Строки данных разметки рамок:
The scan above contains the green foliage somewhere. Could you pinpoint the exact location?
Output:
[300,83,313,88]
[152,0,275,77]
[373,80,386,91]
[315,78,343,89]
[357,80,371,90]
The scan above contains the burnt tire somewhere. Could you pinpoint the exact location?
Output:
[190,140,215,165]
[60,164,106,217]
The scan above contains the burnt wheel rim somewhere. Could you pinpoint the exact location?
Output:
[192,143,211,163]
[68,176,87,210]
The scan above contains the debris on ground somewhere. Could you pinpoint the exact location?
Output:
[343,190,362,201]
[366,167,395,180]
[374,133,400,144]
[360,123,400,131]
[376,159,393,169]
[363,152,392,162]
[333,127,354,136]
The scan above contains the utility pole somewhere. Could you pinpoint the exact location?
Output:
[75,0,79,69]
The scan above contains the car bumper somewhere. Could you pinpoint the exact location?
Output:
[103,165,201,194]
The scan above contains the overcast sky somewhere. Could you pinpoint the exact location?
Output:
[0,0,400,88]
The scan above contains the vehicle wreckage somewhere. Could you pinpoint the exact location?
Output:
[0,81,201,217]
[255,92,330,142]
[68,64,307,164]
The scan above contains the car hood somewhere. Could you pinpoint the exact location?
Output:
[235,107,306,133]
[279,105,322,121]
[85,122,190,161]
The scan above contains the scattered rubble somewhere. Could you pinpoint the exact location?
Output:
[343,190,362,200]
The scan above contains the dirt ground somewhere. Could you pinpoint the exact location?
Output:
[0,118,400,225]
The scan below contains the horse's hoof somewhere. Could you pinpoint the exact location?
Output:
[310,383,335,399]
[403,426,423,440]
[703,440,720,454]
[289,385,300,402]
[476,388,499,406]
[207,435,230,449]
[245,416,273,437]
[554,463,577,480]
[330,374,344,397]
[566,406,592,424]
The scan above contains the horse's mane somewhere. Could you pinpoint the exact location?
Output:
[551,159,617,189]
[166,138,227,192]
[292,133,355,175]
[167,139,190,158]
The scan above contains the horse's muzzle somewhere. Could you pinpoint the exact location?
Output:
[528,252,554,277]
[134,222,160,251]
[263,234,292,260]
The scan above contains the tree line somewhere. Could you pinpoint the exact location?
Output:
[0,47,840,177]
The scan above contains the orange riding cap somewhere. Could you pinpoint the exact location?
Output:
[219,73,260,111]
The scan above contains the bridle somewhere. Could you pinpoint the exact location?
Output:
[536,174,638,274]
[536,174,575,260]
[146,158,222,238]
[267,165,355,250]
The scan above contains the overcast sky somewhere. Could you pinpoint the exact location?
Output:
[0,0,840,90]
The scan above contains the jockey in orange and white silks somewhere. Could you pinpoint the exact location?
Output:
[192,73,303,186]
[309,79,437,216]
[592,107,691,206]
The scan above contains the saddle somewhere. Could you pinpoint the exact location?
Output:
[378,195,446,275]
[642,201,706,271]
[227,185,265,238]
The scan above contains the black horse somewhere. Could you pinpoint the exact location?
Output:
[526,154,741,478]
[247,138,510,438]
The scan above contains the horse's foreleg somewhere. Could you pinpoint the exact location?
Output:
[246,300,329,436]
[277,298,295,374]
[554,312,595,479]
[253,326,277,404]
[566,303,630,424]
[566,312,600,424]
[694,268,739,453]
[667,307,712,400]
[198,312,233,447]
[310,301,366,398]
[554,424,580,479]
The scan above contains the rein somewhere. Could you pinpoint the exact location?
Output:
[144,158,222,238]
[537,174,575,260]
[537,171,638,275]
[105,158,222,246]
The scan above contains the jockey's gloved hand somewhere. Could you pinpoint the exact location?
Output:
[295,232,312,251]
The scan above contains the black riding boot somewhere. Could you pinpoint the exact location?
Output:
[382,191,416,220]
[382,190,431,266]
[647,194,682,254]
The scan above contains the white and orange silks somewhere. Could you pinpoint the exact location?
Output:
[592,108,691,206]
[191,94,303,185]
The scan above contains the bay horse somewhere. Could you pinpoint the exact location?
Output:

ЗАДАНИЕ:
Замените в приведённом выше списке "pinpoint" на "locate" и выведите его целиком. Всё остальное оставьте без изменений.

ОТВЕТ НА ЗАДАНИЕ:
The scan above contains the green foliage somewhere. Could you locate the exact location?
Output:
[300,83,313,88]
[152,0,275,77]
[373,80,386,91]
[315,78,343,89]
[357,80,371,90]
The scan above contains the burnt tire somewhere. Could you locate the exact location?
Output:
[190,140,215,165]
[60,164,106,217]
The scan above contains the burnt wheel rim somewhere. Could you locate the exact location?
Output:
[192,143,211,163]
[68,176,87,210]
The scan above contains the debris on ground somewhere. Could you locate the exact location?
Output:
[343,190,362,201]
[366,167,395,180]
[374,133,400,144]
[360,123,400,131]
[376,159,393,169]
[363,152,392,162]
[333,127,354,136]
The scan above contains the utility pole somewhere. Could you locate the exact location?
Output:
[75,0,79,69]
The scan above contains the car bumper somewhere. Could you locate the exact location?
Output:
[103,165,201,194]
The scan above contains the overcast sky somewhere. Could you locate the exact location?
Output:
[0,0,400,88]
The scan above contains the vehicle wreckage somewhere. Could you locate the exact location?
Output:
[0,81,201,217]
[255,92,330,142]
[68,64,307,164]
The scan above contains the car hood somewhere. Could you locate the exact location?
Output:
[235,107,306,133]
[279,105,322,121]
[85,122,190,161]
The scan above contains the scattered rubble somewhere. Could you locate the exact location?
Output:
[343,190,362,200]
The scan above contains the dirt ground somewhere. Could you locate the exact location?
Output:
[0,118,400,225]
The scan below contains the horse's hoof somewhere. Could you locate the exact location?
Output:
[310,383,335,399]
[403,426,423,440]
[703,440,720,454]
[289,385,300,402]
[476,388,499,406]
[207,435,230,449]
[245,416,273,437]
[554,463,577,480]
[330,374,344,397]
[566,406,592,424]
The scan above contains the horse's mane somewhere. Could you locate the exact location?
Output:
[551,159,617,189]
[166,138,227,192]
[292,133,355,175]
[167,139,190,158]
The scan above contains the horse's muzzle somewhere. Could you locate the exact location?
Output:
[528,252,554,277]
[134,222,160,251]
[263,234,292,260]
The scan above contains the tree line somewhere. Could you locate the exact location?
Output:
[0,47,840,177]
The scan above contains the orange riding cap somewhere. Could you locate the exact location?
Output:
[219,73,260,111]
The scan above contains the bridle somewhere. Could you locate the exact location?
Output:
[536,174,638,274]
[536,174,575,260]
[146,158,222,238]
[267,165,355,250]
The scan above contains the overcast sky somewhere. Could you locate the exact location?
Output:
[0,0,840,90]
The scan above contains the jockey in orange and white silks somewhere. Could you locate the exact location?
Output:
[192,73,303,186]
[309,79,437,216]
[592,107,691,206]
The scan above contains the saddle somewhere. Could you locate the exact location?
Output:
[378,195,446,275]
[642,201,706,271]
[227,185,265,238]
The scan above contains the black horse somewhere. Could you locate the exact location?
Output:
[526,154,741,478]
[247,138,510,438]
The scan above contains the horse's foreleg somewhere. Could you locate the exact location?
Output:
[246,300,329,436]
[277,298,295,374]
[554,312,595,479]
[253,326,277,404]
[566,303,630,424]
[566,312,600,424]
[694,268,739,453]
[667,307,712,400]
[198,312,233,447]
[310,301,366,398]
[554,424,580,479]
The scan above contains the rein somewhere. Could you locate the exact location?
Output:
[144,158,222,238]
[537,174,575,260]
[537,171,638,275]
[105,158,222,246]
The scan above contains the jockey's gloved hand somewhere. Could you locate the exact location?
Output:
[295,232,312,251]
The scan above contains the black riding boot somewhere. Could you locate the exact location?
Output:
[382,191,416,220]
[382,190,431,266]
[647,194,682,254]
The scan above contains the white and orange silks somewhere. Could you locate the exact location?
Output:
[592,108,691,206]
[191,94,303,185]
The scan above contains the bay horse somewhere. Could you locate the exact location?
Output:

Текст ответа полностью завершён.